EXCERPTED PASSAGE:
Tuesday, January 25, 2005

The UN and the genius of industrial agriculture

"The genius of industrial agriculture is to take a solution and create two problems," writes Wendell Berry. On a small, integrated farm, animal waste enriches soil that will be used to grow vegetable crops or grazing grass. Under industrial agriculture, vast-scale animal farms, reliant on feed grown elsewhere, create huge amounts of waste that cloud entire counties with unhappy smells and need to be hauled away long distances for disposal. Meanwhile, huge mono-cropped vegetable farms, bereft of animal herds, rely on massive inputs of chemicals to enrich the soil.

That division, and the huge amount of energy and inputs needed to sustain it, lies at the heart of the Green Revolution--the post-World War II effort, financed largely by U.S. foundations, to codify industrial agriculture and take it international. Here's a link to a superb article on the Green Revolution by Harry Cleaver, econ professor at the U of Texas. (Click the link marked "The Contradictions of the Green Revolution.") Cleaver may be the only openly Marxist economist working as a full professor in the U.S. academy. In this 1972 article, he traces the Cold War foreign policy interests that lay at the heart of the Green Revolution campaign.

ENTRIES SUPPLIED:

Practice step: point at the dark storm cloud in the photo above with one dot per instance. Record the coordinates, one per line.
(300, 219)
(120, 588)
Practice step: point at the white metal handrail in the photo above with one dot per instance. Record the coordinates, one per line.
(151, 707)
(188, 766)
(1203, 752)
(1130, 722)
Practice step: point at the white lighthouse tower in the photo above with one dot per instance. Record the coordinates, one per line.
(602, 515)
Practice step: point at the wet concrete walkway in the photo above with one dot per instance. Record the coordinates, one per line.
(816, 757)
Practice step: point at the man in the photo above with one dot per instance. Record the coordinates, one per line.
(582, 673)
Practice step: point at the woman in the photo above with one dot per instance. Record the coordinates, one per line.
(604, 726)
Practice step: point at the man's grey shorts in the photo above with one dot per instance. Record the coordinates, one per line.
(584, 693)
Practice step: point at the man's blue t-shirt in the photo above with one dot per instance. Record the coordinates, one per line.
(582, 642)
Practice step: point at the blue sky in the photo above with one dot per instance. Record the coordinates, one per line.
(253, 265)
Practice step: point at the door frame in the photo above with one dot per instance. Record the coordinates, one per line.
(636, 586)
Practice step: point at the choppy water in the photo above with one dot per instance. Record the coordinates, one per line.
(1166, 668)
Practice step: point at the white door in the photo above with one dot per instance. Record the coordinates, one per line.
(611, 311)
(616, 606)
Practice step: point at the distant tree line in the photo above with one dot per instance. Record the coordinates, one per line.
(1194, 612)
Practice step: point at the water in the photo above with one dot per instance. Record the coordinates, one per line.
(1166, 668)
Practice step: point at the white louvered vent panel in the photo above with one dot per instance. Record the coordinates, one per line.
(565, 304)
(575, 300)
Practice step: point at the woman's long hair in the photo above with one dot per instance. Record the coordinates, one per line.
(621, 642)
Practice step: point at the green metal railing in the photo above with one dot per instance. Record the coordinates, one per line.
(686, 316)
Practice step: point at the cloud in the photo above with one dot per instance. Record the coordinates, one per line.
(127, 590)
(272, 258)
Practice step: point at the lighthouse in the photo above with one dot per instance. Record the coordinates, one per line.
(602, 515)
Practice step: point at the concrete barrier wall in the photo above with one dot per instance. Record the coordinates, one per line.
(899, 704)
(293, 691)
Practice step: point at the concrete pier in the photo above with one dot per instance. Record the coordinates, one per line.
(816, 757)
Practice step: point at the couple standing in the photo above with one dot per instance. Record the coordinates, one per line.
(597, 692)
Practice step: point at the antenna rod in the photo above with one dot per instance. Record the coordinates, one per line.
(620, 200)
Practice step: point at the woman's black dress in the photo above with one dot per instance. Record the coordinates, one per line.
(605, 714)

CHALLENGE 1:
Answer these questions using the post on industrial agriculture:
(a) Whose words open the post?
(b) Who largely paid for the Green Revolution, according to the post?
(c) In what year did Harry Cleaver write the article the post links to?
CHALLENGE 2:
Copy the industrial agriculture post word for word, from "That division, and" up to and including "Green Revolution campaign.".
CHALLENGE 3:
Write the next part of the post on industrial agriculture and the Green Revolution, picking up right after its final sentence.

EXERCISE OUTPUT 1:
(a) Wendell Berry
(b) U.S. foundations
(c) 1972

EXERCISE OUTPUT 2:
That division, and the huge amount of energy and inputs needed to sustain it, lies at the heart of the Green Revolution--the post-World War II effort, financed largely by U.S. foundations, to codify industrial agriculture and take it international. Here's a link to a superb article on the Green Revolution by Harry Cleaver, econ professor at the U of Texas. (Click the link marked "The Contradictions of the Green Revolution.") Cleaver may be the only openly Marxist economist working as a full professor in the U.S. academy. In this 1972 article, he traces the Cold War foreign policy interests that lay at the heart of the Green Revolution campaign.

EXERCISE OUTPUT 3:
[Manifesto-in-progress interlude: Missing from Cleaver's analysis is any discussion of the broad destruction of local foodways wrought by the Green Revolution, or its casual ruin of delicious things. Industrial agriculture, whose genius seems nearly limitless, has succeeded in convincing middle-class Mexico City residents to make salsa verde out of a packaged mix (I've seen it with my own eyes) and in turning one of the great gifts of the earth--the tomato--into a highly profitable commodity of no more culinary value than the water used to irrigate it.

One of the goals of Bitter Greens Journal, and of its mother project, Maverick Farms, is to bridge the gap between political economy and aesthetics. We want to bring a hedonistic regard for flavor and respect for local foodways to the center of the critique of industrial agriculture; and to make sure the artisinal food movement we've aligned ourselves with retains a sharply honed political edge.]

Now the Green Revolution finds itself in tatters, its environmental and social ravages quietly acknowledged. Here is the UN, that bastion of and great hope for sustainable-development ideology (according to some): "The Green Revolution ... is not without its detractors, who argue that it promoted overuse of water, pesticides and chemical fertilizers, making poor farmers dependent on these inputs and in some cases seriously damaging the environment in the process."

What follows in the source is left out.